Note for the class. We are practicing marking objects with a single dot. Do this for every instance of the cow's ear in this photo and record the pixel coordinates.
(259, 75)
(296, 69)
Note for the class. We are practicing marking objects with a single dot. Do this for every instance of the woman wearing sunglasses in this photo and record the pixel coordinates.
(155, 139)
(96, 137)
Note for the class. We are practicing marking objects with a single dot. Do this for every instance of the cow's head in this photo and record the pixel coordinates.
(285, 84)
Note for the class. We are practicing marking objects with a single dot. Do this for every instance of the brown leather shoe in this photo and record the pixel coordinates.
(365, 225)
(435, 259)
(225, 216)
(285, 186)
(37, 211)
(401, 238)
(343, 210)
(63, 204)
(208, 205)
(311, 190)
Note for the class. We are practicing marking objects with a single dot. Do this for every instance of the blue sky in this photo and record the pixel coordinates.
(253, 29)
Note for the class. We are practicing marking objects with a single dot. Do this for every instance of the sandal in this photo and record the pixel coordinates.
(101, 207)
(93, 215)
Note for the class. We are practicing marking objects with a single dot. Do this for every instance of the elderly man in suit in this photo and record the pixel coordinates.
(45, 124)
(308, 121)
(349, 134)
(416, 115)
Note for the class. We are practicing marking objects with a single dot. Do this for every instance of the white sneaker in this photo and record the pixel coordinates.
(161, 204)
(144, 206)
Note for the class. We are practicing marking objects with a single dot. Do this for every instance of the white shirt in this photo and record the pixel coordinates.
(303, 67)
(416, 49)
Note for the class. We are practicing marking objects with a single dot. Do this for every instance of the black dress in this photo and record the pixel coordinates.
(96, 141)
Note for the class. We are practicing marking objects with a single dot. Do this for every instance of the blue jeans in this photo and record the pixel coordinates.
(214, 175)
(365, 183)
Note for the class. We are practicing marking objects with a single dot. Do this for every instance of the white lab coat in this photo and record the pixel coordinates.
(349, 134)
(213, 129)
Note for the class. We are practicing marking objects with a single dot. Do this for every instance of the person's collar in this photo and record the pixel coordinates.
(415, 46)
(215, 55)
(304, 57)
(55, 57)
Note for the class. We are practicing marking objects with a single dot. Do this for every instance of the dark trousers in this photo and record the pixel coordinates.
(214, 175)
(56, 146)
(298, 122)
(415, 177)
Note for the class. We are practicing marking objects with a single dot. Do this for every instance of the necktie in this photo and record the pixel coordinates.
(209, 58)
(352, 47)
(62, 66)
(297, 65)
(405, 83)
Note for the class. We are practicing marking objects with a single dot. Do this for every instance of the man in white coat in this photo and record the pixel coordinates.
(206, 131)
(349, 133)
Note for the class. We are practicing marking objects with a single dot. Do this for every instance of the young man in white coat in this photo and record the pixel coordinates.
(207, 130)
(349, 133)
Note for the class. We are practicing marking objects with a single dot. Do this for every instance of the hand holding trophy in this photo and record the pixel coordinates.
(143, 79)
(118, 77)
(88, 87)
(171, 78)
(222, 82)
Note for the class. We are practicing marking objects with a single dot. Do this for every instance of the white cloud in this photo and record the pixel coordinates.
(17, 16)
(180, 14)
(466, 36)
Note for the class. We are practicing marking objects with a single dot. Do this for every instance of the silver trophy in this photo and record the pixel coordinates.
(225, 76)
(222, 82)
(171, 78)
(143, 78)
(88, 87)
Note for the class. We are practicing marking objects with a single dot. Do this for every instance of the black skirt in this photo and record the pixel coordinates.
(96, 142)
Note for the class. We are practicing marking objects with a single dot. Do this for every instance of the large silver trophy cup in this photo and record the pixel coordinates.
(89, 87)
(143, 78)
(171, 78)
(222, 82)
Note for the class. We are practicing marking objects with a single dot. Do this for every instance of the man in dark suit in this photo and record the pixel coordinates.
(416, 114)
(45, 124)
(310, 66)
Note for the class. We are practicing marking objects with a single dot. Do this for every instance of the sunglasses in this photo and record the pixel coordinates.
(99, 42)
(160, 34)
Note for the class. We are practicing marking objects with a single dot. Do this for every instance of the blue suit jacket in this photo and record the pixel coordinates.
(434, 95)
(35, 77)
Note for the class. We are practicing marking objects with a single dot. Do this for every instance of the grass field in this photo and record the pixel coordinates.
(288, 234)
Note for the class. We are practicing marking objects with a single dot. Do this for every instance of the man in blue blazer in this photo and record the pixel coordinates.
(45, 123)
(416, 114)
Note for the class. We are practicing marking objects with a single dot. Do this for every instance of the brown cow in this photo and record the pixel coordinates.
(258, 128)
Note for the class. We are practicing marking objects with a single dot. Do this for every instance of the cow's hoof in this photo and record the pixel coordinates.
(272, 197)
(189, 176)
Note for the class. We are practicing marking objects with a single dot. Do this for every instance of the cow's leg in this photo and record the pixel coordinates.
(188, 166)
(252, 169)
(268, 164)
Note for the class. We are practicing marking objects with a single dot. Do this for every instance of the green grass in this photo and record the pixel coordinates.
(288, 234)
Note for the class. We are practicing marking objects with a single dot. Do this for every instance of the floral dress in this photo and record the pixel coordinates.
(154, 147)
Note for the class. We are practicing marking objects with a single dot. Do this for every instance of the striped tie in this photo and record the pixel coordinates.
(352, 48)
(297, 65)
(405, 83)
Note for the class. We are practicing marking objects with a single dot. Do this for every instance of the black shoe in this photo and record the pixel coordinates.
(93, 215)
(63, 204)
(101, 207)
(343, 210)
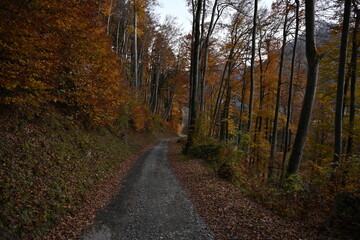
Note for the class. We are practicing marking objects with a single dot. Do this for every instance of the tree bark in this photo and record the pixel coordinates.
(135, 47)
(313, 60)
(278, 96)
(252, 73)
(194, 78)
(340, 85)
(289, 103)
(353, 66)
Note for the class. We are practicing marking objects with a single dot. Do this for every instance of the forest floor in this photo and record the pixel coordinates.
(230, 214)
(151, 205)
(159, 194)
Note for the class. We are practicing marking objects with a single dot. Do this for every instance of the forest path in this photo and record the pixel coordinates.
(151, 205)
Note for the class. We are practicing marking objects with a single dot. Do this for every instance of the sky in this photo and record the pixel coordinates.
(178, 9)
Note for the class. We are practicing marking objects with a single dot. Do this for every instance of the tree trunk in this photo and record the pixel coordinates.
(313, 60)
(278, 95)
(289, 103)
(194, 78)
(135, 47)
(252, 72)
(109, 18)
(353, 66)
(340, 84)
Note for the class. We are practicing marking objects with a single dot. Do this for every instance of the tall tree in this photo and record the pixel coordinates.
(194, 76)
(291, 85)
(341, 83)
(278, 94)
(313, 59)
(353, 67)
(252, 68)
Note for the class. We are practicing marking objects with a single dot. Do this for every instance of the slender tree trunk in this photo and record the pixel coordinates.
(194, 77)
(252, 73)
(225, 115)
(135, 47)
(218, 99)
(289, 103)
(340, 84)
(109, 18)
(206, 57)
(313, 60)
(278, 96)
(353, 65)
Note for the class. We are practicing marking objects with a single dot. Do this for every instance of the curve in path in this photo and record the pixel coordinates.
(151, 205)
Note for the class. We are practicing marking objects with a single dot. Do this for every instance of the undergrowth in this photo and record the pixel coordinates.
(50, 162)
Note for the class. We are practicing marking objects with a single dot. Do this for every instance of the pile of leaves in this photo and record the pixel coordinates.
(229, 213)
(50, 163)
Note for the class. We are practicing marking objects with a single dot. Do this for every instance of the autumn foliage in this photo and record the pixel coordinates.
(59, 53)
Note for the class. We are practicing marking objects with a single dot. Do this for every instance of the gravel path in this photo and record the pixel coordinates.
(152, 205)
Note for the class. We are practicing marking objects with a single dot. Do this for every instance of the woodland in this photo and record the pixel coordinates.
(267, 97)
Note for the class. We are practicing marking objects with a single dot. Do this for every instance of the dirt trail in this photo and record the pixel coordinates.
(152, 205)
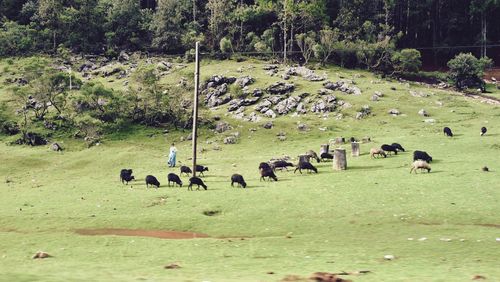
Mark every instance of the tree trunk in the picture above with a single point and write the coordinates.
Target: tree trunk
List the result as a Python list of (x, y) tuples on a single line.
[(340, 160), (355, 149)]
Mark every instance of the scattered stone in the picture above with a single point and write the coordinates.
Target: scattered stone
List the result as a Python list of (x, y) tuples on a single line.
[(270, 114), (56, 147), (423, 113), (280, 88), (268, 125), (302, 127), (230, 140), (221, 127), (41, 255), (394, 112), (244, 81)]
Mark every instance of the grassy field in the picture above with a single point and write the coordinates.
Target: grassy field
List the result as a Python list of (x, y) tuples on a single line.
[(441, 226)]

...

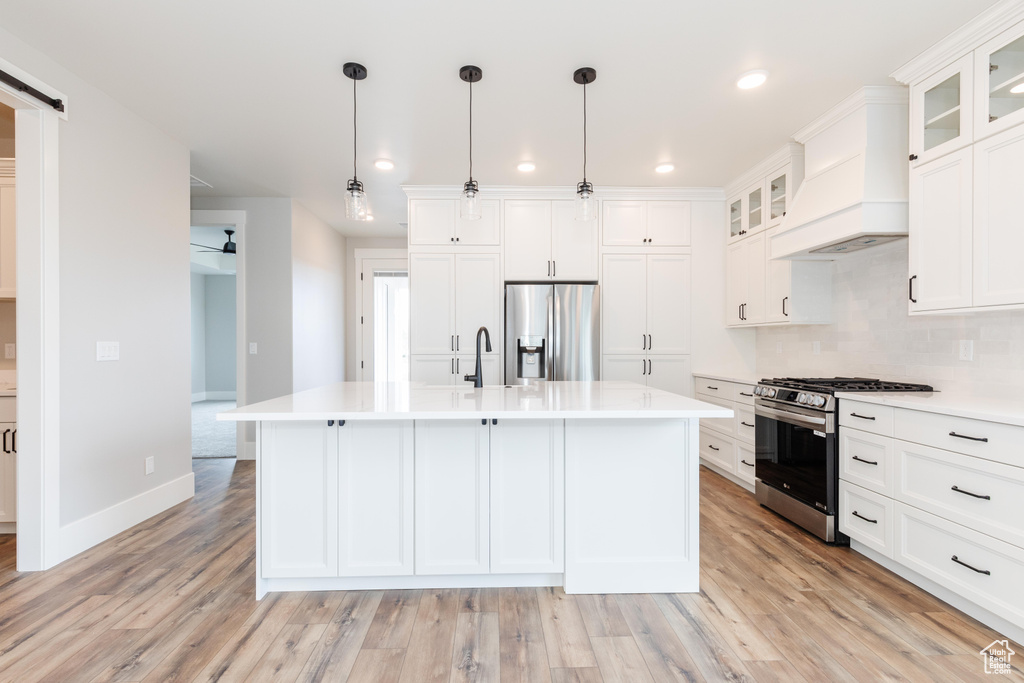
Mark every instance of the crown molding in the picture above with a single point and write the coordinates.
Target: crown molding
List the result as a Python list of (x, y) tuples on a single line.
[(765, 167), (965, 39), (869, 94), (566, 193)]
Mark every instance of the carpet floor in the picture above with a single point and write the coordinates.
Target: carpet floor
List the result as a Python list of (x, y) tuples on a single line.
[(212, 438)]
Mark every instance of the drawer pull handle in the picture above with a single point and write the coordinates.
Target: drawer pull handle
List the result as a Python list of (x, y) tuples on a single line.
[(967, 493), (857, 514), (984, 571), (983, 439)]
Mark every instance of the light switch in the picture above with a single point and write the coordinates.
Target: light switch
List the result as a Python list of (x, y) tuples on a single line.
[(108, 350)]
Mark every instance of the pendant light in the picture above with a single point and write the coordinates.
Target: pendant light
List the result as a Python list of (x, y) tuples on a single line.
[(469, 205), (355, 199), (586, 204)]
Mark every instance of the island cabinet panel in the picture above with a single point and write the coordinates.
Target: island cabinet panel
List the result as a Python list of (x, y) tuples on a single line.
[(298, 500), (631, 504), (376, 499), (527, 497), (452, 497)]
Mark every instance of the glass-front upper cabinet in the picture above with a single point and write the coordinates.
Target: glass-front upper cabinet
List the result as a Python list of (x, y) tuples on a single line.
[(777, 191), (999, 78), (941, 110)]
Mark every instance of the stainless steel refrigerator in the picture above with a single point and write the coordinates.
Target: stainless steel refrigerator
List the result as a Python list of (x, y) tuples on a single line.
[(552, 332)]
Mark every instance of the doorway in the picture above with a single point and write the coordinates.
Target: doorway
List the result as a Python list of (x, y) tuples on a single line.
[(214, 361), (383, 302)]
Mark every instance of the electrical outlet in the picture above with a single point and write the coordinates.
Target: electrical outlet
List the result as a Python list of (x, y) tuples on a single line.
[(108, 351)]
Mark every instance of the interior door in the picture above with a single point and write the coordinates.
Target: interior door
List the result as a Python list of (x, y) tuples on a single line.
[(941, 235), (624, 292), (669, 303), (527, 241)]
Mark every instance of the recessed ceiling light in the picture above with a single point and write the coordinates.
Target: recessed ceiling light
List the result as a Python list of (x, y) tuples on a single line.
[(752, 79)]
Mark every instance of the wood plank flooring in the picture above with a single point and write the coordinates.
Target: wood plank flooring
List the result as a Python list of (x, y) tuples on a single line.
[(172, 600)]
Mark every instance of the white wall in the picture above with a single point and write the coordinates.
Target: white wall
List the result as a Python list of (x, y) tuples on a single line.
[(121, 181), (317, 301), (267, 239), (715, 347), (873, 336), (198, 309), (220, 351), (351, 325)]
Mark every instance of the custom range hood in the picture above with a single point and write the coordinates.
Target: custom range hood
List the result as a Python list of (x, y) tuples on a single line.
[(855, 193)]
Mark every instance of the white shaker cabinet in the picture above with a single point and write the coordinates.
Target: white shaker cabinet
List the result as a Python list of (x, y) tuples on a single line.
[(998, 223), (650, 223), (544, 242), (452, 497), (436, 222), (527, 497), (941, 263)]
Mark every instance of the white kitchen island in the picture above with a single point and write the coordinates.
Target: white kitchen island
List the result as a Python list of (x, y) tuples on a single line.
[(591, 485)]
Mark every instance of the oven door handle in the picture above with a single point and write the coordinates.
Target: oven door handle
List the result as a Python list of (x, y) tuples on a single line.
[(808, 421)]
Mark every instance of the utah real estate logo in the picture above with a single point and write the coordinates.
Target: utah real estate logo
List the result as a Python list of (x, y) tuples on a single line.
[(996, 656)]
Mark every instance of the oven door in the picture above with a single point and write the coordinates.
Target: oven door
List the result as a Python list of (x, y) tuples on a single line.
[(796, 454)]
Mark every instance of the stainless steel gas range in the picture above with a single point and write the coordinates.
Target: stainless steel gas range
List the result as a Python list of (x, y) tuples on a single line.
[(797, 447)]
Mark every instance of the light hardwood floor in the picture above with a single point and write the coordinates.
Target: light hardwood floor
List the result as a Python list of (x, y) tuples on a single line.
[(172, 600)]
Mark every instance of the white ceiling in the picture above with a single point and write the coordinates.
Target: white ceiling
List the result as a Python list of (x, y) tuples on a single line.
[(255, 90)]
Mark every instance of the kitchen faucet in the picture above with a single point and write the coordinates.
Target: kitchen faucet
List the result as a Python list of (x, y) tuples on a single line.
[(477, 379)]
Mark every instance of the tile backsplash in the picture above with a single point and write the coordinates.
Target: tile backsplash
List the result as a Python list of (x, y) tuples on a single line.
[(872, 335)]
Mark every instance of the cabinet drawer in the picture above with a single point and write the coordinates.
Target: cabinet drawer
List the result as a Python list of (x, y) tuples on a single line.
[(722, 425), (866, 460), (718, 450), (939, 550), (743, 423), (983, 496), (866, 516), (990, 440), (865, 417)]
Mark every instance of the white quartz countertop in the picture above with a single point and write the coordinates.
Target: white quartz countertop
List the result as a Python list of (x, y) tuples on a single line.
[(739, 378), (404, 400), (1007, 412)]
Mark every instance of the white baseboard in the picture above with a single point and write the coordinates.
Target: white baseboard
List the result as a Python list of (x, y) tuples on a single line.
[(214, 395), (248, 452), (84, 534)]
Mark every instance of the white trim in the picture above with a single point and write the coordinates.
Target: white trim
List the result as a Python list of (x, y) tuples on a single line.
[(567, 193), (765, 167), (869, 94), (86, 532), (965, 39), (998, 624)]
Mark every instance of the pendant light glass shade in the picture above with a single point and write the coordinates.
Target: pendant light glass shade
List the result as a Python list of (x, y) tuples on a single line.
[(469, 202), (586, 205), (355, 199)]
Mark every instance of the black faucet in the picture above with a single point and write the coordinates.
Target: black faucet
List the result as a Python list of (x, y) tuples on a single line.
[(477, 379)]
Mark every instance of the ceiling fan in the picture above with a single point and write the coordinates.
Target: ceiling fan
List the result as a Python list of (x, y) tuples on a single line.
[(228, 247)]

• Task item
Report all lines above with "real".

• Exercise answer
Mark every instance of the utah real estate logo in the picture above with a single point and write the coordinates.
Target: utah real estate logo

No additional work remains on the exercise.